Items from a data source:
■ ■ ■ ■
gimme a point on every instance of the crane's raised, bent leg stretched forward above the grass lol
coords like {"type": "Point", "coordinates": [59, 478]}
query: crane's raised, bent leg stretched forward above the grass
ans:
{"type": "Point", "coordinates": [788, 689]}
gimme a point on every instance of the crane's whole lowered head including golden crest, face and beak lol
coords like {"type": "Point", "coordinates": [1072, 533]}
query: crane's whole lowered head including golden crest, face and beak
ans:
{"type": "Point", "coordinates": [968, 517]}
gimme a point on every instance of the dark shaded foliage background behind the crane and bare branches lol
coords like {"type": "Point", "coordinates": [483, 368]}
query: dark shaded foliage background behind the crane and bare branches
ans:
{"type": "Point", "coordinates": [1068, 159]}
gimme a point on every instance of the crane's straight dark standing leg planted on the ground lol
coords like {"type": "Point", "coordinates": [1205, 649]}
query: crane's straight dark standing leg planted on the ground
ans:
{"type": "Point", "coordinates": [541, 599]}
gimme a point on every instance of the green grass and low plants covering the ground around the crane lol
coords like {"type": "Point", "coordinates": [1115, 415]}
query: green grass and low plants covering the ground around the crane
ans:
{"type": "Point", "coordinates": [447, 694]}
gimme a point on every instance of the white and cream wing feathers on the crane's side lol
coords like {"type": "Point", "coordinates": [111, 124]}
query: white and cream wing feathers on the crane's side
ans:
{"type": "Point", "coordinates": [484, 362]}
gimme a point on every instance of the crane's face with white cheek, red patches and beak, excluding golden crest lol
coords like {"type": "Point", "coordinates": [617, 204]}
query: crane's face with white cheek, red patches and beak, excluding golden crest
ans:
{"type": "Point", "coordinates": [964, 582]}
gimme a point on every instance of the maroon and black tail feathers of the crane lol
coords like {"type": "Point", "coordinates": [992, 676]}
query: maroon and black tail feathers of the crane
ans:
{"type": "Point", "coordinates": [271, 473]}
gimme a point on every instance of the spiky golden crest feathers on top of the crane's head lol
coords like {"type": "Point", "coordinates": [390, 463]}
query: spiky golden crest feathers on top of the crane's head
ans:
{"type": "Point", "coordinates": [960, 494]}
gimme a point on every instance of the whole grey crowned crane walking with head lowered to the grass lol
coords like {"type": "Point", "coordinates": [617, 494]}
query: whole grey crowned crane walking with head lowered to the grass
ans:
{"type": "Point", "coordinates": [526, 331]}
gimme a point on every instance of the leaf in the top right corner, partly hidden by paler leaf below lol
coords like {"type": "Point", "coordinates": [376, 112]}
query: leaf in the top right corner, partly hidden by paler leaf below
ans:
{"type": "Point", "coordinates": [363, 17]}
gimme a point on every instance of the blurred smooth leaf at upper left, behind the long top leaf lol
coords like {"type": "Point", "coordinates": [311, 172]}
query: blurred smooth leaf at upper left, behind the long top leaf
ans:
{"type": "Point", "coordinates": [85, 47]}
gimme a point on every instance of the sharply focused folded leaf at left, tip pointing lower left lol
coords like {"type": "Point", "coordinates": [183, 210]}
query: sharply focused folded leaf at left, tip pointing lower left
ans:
■ ■ ■ ■
Task requirements: Copy each line of the entries that includes the word "lowered".

Exercise result:
gimme a point on every instance of the crane's whole lowered head including golden crest, face and beak lol
query: crane's whole lowered head including golden crest, face and beak
gimme a point on every instance of the whole grey crowned crane walking with head lowered to the grass lol
query: whole grey crowned crane walking with head lowered to the grass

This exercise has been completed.